--- START OF Text excerpt ---

# Middle Fork of the Salmon



## DLJeffs (Aug 5, 2022)

Just a couple shots. Luckily we dodged the Moose Creek fire. Beautiful canyon and float.

Reactions: Like 2 | EyeCandy! 2 | Way Cool 8


----------



## Tom Smart (Aug 5, 2022)

That’s just an amazing trip!

Reactions: Thank You! 1


----------



## Eric Rorabaugh (Aug 5, 2022)

Awesomeness!!!

Reactions: Thank You! 1


----------



## 2feathers Creative Making (Aug 5, 2022)

Shame you couldn't just get away from civilization for a while...

Reactions: Thank You! 1 | Funny 1


----------



## DLJeffs (Aug 5, 2022)

2feathers Creative Making said:


> Shame you couldn't just get away from civilization for a while...


Well, there were 19 people in our group, plus 6 guides. Then there were at least 4 other outfitters running groups down the river and I saw at least two private floaters, so it wasn't like we were completely in the out back. Still a fun trip.

We did see a bear climbing the slope opposite our camp one evening. Lots of bighorn sheep - all females and juvenile males and babies. All the big rams were up in the high country.

Reactions: Like 2 | Way Cool 4


----------



## JonathanH (Aug 5, 2022)

Fantastic scenery! Looks very peaceful.

Reactions: Thank You! 1


----------



## Nature Man (Aug 5, 2022)

Congrats! Every man’s dream trip! The pictures really give us a small glimpse into your adventure! Chuck

Reactions: Thank You! 1


----------



## Mike1950 (Aug 5, 2022)

My mill guy went down Salmon in june. It was wild. But he is young. Beautiful ground

Reactions: Agree 1


----------

--- END OF Text excerpt ---
--- START OF Supplied entries ---

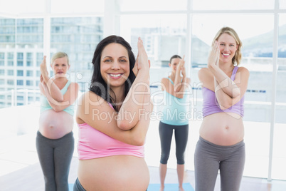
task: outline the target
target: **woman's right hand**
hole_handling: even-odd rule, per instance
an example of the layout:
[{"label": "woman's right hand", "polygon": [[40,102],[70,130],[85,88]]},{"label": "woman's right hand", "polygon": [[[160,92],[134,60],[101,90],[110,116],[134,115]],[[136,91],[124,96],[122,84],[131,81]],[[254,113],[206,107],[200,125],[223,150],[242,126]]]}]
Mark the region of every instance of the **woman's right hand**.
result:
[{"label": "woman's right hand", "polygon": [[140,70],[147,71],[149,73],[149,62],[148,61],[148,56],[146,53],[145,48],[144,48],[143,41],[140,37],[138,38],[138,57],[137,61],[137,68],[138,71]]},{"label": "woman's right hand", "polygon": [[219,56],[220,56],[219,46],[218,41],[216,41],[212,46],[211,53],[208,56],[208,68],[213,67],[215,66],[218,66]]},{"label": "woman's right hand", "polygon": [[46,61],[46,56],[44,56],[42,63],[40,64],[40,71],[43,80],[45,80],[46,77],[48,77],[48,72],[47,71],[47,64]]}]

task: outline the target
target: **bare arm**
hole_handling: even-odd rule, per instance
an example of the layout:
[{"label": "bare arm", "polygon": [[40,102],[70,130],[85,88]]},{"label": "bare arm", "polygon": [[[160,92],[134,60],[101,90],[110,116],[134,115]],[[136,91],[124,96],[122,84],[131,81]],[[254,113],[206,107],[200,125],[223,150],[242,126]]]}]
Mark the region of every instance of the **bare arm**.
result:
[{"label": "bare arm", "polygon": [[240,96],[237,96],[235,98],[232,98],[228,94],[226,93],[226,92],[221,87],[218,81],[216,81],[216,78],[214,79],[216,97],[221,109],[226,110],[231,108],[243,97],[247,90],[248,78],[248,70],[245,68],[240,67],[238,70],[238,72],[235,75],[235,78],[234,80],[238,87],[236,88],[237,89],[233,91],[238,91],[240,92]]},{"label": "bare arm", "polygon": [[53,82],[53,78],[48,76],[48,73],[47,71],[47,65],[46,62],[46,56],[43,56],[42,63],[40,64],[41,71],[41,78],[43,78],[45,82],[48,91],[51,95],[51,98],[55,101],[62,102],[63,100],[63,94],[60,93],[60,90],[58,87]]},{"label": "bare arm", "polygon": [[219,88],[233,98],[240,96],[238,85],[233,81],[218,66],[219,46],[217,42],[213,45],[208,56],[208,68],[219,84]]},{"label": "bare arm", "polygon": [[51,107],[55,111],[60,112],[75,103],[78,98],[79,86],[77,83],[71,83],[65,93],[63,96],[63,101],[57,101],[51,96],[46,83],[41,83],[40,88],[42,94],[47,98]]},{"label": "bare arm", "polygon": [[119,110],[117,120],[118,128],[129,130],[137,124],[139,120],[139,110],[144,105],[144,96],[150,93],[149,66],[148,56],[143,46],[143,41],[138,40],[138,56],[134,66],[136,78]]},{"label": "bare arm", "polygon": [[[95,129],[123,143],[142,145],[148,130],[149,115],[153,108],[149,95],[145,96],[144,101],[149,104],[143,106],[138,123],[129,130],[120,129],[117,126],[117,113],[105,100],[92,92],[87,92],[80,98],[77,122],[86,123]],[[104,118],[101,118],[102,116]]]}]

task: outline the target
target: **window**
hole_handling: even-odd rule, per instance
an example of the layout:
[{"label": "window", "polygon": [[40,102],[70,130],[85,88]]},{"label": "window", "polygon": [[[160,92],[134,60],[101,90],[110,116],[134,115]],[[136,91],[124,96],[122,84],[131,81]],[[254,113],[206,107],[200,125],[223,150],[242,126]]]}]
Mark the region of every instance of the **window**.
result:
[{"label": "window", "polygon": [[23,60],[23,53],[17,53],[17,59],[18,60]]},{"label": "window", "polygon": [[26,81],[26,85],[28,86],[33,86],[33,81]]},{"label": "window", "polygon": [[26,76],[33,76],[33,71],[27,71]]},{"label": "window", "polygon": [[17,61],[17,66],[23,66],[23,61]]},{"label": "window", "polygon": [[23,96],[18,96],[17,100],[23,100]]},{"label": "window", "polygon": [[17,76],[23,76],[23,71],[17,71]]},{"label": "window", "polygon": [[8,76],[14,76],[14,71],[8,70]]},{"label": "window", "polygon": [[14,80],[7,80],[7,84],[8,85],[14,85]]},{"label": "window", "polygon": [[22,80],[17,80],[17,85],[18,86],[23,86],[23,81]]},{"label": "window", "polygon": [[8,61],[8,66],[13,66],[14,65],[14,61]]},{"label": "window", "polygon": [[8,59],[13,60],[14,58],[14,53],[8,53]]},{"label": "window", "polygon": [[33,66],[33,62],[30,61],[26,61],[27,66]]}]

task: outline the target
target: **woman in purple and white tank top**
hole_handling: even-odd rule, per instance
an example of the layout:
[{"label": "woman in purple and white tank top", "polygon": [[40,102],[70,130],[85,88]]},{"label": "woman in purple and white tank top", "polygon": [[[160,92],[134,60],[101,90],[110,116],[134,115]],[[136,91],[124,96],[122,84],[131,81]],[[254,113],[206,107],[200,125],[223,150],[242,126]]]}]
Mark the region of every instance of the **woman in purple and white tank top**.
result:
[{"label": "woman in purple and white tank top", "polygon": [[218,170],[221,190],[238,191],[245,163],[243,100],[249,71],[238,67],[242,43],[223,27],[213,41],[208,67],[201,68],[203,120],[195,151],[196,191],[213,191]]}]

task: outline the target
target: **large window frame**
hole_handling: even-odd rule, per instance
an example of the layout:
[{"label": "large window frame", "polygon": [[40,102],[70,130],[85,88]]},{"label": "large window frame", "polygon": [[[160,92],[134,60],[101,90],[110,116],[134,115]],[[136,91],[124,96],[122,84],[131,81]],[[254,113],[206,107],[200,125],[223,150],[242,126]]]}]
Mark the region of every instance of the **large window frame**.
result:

--- END OF Supplied entries ---

▶ _Written request A_
Answer these questions about the Middle Fork of the Salmon thread:
(i) Which fire did the group manage to avoid?
(ii) How many guides went along with the group of 19 people?
(iii) In which month did Mike1950's mill guy go down the Salmon?
▶ _Written request B_
Which members post in the Middle Fork of the Salmon thread? Name each one once.
▶ _Written request C_
Write out everything in the Middle Fork of the Salmon thread from "Well, there were" down to "JonathanH (Aug 5, 2022)".

▶ _Correct result A_
(i) The Moose Creek fire
(ii) 6
(iii) June

▶ _Correct result B_
DLJeffs, Tom Smart, Eric Rorabaugh, 2feathers Creative Making, JonathanH, Nature Man, Mike1950

▶ _Correct result C_
Well, there were 19 people in our group, plus 6 guides. Then there were at least 4 other outfitters running groups down the river and I saw at least two private floaters, so it wasn't like we were completely in the out back. Still a fun trip.

We did see a bear climbing the slope opposite our camp one evening. Lots of bighorn sheep - all females and juvenile males and babies. All the big rams were up in the high country.

Reactions: Like 2 | Way Cool 4


----------



## JonathanH (Aug 5, 2022)